> [What you will do]:
A. In the bread-baking passage, why did the writer choose a recipe that uses no yeast? Answer in one to three sentences.
B. Transcribe the part of the bread-baking passage that opens with the words containing "I ran out of" and closes with "butter and jam.".

> [Source extract]:
══════════════════════════════
I ran out of bread again, and rather than buy some at the store, I decided to try making my own again. This time, I decided to use a popular recipe intended for spelt flour rather than modifying a wheat bread recipe, hoping that the result would be a lighter loaf (my crusty boules were very tasty when fresh, but ended up pretty solid and dense after a few days in the fridge). I also decided on a no-yeast recipe, since I thought the yeasty flavor got a bit strong in the later days of the last loaves, and while this is tasty for savory toast, it doesn’t go that well with almond butter and jam.
══════════════════════════════
> [Material provided]:
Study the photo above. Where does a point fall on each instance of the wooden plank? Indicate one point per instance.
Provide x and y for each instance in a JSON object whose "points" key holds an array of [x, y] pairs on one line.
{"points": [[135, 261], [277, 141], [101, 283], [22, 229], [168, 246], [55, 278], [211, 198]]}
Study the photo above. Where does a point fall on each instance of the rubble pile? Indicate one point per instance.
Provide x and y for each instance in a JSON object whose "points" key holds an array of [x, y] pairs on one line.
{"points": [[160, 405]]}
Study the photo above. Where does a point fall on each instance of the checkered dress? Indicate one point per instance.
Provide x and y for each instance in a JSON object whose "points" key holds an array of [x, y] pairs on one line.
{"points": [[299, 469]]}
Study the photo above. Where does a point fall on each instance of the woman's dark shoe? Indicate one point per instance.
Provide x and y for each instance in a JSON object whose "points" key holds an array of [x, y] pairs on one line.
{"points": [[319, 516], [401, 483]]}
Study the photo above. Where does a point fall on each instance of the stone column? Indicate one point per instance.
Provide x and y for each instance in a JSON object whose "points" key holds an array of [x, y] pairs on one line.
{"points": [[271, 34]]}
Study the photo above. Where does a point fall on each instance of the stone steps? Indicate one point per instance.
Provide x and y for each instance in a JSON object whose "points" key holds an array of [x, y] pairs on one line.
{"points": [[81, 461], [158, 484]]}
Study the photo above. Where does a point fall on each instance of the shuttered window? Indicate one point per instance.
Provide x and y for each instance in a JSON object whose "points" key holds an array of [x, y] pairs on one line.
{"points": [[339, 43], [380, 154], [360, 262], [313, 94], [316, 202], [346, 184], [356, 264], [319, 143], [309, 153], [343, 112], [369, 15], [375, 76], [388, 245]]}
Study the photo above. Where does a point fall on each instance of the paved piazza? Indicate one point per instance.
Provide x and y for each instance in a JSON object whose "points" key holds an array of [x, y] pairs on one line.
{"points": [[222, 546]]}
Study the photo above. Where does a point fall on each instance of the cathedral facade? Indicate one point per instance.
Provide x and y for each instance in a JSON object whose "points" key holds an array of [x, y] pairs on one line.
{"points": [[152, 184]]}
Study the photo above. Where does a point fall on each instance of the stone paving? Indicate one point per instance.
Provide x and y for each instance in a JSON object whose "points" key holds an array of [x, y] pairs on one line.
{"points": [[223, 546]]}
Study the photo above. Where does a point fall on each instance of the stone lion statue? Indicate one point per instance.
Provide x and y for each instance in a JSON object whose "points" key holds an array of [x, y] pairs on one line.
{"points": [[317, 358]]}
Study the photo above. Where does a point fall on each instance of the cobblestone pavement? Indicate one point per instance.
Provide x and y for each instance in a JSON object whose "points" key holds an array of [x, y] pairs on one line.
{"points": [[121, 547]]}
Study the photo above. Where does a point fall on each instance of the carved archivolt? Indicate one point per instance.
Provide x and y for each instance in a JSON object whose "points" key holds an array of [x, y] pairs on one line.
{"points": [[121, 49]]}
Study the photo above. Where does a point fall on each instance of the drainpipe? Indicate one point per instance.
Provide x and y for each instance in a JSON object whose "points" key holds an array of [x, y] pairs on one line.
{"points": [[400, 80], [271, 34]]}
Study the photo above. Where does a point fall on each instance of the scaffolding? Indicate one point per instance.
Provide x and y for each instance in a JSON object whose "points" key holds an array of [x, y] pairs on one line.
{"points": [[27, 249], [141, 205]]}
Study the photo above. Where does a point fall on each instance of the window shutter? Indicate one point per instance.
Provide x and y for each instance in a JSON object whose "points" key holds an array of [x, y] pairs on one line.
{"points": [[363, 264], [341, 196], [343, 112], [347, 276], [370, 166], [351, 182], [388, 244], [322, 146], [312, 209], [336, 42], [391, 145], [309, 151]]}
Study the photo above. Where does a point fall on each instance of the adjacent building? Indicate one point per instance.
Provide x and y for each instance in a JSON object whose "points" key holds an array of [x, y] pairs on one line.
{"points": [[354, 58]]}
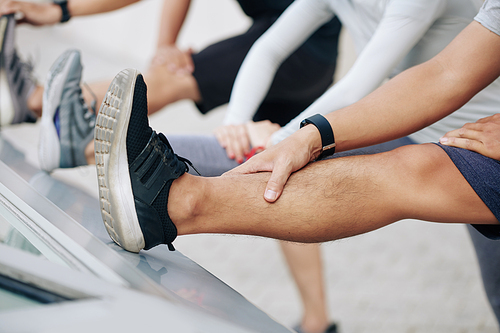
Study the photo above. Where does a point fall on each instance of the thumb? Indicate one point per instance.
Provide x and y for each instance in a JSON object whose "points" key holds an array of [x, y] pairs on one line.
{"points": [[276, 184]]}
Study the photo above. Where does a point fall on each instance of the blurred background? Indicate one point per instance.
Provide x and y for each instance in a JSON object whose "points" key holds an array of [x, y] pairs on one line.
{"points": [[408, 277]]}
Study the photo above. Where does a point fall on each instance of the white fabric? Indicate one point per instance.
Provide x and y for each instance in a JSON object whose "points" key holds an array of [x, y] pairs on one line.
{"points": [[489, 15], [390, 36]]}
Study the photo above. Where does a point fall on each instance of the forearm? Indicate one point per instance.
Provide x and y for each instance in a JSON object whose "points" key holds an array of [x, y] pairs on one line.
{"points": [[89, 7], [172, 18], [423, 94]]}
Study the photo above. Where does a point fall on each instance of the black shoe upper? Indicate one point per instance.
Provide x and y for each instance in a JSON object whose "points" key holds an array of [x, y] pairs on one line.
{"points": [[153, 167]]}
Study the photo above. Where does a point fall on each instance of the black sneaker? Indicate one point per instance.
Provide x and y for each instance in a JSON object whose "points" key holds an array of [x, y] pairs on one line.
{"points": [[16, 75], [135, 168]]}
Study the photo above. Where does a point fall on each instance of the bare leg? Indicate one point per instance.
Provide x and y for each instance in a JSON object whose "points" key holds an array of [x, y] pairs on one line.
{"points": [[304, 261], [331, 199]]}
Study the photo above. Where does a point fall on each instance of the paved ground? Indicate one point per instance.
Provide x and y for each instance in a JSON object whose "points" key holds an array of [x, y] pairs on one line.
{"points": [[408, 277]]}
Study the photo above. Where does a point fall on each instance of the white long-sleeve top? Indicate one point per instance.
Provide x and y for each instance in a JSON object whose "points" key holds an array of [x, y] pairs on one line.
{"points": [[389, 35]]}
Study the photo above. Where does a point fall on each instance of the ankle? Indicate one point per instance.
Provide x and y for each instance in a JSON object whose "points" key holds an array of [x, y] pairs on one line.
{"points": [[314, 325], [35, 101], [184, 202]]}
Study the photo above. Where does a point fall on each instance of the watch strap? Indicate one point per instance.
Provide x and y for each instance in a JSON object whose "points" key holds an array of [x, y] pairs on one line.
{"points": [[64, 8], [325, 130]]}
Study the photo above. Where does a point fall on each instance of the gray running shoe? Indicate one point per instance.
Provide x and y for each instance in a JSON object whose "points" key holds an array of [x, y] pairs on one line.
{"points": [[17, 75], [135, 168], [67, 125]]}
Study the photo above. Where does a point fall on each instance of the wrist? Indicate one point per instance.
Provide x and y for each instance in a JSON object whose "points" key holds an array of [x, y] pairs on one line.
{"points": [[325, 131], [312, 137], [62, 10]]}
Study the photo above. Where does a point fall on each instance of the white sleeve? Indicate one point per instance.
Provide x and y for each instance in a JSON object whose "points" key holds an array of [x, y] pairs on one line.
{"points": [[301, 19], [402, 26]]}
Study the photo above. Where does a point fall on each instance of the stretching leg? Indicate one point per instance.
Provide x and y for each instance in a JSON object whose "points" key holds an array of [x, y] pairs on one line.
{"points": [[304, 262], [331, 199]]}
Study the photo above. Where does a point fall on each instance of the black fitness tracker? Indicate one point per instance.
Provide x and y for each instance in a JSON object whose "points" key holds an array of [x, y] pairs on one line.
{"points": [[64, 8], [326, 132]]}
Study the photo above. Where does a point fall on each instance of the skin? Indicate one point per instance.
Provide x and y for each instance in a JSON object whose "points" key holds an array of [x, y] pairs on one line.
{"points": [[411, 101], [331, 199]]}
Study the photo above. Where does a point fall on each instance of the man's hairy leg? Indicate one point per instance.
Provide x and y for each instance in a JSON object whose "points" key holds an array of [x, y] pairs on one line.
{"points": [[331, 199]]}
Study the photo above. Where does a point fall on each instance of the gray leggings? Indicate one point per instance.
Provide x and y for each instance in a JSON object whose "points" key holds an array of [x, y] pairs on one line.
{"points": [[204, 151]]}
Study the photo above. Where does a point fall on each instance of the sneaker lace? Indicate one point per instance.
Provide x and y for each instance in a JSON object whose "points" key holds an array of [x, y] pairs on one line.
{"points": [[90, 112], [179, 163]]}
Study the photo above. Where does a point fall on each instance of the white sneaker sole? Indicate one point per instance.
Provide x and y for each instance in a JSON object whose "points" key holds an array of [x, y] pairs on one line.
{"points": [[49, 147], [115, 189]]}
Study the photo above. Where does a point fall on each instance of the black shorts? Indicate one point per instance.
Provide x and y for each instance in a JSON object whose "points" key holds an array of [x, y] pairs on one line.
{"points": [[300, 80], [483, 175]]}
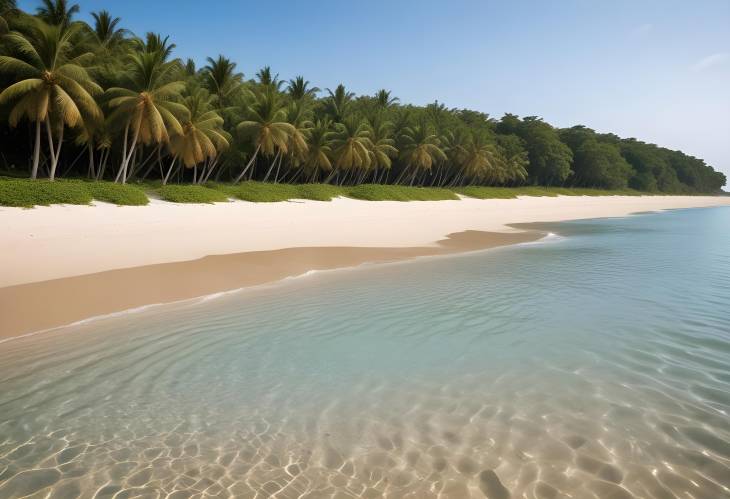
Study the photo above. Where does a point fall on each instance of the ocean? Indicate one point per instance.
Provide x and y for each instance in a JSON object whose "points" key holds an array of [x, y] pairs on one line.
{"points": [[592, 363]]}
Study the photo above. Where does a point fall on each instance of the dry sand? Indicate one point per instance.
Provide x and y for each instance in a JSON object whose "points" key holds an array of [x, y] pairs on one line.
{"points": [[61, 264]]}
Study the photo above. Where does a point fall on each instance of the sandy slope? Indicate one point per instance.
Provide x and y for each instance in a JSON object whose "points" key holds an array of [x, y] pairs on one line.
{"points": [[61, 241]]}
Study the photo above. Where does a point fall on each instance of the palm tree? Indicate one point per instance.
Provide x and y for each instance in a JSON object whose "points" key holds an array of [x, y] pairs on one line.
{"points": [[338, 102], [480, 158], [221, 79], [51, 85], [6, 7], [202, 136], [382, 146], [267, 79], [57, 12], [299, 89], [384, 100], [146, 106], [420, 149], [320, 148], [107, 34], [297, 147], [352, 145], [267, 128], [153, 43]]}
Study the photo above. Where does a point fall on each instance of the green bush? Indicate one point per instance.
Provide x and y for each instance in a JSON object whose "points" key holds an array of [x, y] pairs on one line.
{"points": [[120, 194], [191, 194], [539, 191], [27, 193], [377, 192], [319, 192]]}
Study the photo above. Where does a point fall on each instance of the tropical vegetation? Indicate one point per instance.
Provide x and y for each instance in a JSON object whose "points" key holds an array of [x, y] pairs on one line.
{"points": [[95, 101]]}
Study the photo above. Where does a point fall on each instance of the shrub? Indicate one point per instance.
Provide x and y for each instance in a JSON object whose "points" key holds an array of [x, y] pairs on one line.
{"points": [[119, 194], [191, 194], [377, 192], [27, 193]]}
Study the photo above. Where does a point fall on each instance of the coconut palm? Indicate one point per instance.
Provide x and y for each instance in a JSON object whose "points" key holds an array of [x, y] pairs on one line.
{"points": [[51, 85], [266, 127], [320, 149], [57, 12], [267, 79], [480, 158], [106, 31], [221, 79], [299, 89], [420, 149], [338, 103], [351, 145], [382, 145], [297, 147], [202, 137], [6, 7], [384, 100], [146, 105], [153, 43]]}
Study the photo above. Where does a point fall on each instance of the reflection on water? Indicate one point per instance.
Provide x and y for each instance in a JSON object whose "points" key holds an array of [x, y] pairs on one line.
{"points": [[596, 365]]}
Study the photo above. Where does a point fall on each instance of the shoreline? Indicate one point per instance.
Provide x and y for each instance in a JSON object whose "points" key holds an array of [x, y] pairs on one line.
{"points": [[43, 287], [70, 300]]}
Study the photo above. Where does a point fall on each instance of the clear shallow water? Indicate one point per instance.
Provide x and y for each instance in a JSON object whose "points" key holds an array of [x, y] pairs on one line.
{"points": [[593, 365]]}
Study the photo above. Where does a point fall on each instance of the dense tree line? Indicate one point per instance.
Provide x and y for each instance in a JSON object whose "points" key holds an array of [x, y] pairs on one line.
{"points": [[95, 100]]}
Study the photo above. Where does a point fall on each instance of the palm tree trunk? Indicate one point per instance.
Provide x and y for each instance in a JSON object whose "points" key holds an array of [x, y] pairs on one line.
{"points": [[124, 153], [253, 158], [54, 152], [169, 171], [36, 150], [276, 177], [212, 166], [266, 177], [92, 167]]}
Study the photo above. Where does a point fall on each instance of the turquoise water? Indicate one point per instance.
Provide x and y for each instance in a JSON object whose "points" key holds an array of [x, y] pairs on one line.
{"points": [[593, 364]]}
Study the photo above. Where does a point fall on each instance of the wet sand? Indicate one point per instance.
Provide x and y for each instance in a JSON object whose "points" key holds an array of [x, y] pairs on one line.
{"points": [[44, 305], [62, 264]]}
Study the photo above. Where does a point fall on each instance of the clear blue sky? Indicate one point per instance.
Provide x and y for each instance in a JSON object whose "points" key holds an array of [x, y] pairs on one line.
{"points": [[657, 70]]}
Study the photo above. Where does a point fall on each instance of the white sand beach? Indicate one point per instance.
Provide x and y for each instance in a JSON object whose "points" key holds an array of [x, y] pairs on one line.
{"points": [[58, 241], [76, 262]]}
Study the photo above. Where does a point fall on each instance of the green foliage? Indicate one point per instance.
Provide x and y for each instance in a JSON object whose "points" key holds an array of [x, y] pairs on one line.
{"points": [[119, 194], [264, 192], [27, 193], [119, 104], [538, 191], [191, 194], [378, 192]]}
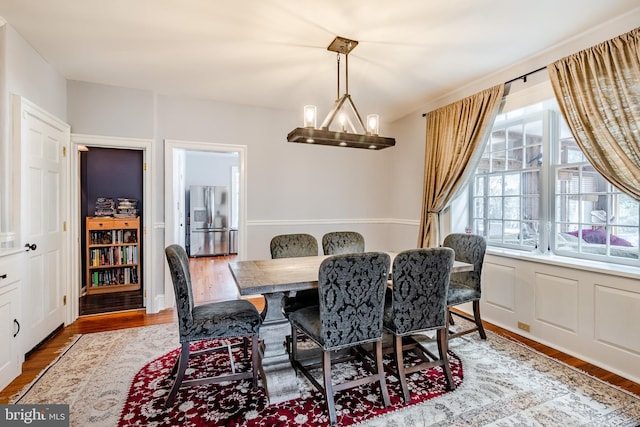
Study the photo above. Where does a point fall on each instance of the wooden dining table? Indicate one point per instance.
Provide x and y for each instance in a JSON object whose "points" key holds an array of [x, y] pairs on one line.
══════════════════════════════
> [Per-task answers]:
A. The writer chose a no-yeast recipe because the yeasty flavor of the previous loaves grew rather strong in their later days. That flavor suited savory toast but did not go well with almond butter and jam.

B.
I ran out of bread again, and rather than buy some at the store, I decided to try making my own again. This time, I decided to use a popular recipe intended for spelt flour rather than modifying a wheat bread recipe, hoping that the result would be a lighter loaf (my crusty boules were very tasty when fresh, but ended up pretty solid and dense after a few days in the fridge). I also decided on a no-yeast recipe, since I thought the yeasty flavor got a bit strong in the later days of the last loaves, and while this is tasty for savory toast, it doesn’t go that well with almond butter and jam.